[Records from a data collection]
::::

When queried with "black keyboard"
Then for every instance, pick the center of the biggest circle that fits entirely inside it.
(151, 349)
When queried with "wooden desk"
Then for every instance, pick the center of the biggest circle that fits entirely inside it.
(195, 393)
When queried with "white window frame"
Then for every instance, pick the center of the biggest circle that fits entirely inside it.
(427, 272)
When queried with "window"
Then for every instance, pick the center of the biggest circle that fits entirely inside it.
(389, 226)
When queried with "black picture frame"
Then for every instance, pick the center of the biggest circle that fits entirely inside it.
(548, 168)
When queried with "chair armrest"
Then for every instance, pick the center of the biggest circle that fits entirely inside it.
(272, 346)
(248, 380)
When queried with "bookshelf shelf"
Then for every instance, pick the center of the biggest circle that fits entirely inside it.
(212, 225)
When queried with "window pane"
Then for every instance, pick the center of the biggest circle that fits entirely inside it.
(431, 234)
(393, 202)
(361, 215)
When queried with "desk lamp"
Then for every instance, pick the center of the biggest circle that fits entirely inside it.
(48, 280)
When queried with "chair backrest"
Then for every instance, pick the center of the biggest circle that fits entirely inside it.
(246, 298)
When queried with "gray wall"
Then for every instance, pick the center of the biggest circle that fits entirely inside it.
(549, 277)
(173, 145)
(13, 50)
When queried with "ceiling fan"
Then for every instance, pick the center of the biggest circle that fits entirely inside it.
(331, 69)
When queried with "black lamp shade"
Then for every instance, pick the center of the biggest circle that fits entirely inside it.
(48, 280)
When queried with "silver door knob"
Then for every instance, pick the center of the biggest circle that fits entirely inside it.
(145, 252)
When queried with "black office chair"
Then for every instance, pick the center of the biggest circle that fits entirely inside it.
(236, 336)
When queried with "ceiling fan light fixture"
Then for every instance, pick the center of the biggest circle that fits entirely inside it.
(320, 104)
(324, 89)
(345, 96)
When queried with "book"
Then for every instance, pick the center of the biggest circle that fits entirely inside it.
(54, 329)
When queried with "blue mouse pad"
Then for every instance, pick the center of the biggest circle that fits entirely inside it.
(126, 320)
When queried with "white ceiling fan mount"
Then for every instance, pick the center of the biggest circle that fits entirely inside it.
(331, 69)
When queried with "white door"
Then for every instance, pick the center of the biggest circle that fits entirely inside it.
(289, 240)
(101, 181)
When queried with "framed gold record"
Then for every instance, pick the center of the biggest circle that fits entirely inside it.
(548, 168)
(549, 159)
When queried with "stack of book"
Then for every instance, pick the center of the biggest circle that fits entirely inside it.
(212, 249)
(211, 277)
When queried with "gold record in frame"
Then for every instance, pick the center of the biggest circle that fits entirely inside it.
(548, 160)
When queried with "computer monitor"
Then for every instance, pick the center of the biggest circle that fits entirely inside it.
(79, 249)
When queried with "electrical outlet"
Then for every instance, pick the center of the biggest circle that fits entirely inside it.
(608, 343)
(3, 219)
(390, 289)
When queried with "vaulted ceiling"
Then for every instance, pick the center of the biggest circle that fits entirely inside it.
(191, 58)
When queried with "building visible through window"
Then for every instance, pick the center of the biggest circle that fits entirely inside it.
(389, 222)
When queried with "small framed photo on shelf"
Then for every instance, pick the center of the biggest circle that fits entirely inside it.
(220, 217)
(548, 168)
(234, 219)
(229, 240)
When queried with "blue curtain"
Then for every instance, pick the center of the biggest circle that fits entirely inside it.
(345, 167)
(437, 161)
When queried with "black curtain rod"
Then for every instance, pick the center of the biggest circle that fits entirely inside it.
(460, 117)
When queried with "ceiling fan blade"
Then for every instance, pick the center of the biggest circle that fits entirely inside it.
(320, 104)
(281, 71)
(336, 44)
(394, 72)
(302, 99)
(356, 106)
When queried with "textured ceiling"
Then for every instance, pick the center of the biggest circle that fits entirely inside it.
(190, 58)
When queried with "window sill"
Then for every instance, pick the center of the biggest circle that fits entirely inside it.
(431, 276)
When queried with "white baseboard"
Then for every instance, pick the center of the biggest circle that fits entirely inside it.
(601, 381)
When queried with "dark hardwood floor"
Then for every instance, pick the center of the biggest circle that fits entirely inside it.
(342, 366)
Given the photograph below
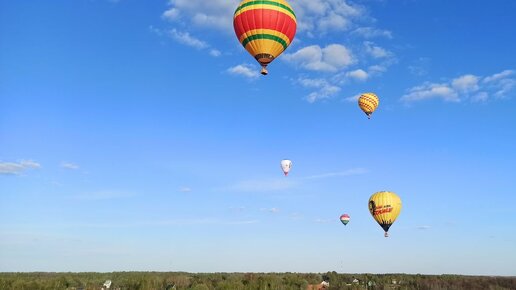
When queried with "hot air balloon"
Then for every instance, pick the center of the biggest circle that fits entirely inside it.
(286, 165)
(344, 219)
(264, 28)
(385, 206)
(368, 102)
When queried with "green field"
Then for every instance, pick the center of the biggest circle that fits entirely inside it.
(258, 281)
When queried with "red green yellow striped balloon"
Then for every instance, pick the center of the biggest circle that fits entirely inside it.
(368, 102)
(265, 28)
(344, 219)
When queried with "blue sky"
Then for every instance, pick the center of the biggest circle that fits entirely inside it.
(139, 135)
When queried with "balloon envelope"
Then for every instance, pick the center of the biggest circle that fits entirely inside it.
(385, 206)
(285, 166)
(265, 28)
(368, 102)
(344, 219)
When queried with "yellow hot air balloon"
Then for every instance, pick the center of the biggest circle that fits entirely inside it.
(368, 102)
(385, 206)
(265, 28)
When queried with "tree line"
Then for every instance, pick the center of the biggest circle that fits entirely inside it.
(244, 281)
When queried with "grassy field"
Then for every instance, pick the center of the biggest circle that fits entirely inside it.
(198, 281)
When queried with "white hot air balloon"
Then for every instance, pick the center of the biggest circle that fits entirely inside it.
(286, 165)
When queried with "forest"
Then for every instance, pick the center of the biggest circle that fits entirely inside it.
(255, 281)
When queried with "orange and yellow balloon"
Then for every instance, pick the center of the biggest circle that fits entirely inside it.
(368, 102)
(265, 28)
(385, 206)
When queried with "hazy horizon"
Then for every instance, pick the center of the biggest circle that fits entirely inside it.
(139, 136)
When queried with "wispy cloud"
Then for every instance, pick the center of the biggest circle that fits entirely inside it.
(349, 172)
(270, 210)
(324, 89)
(358, 74)
(185, 189)
(352, 99)
(187, 39)
(214, 14)
(328, 59)
(474, 88)
(103, 195)
(69, 165)
(376, 51)
(164, 223)
(371, 32)
(322, 16)
(245, 70)
(15, 168)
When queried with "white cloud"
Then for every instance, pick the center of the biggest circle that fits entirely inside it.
(69, 165)
(244, 70)
(271, 210)
(431, 91)
(14, 168)
(324, 221)
(171, 14)
(328, 59)
(466, 83)
(377, 69)
(186, 39)
(185, 189)
(501, 83)
(349, 172)
(480, 97)
(215, 52)
(474, 88)
(498, 76)
(321, 16)
(371, 32)
(103, 195)
(324, 89)
(214, 14)
(376, 51)
(352, 99)
(358, 74)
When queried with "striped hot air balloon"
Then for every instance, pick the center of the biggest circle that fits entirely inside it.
(265, 28)
(368, 102)
(385, 206)
(344, 219)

::::

Show all of the lines above in which "chair" is present.

**Task answer:**
When queried with "chair armrest"
When queried with "chair backrest"
When queried with "black office chair"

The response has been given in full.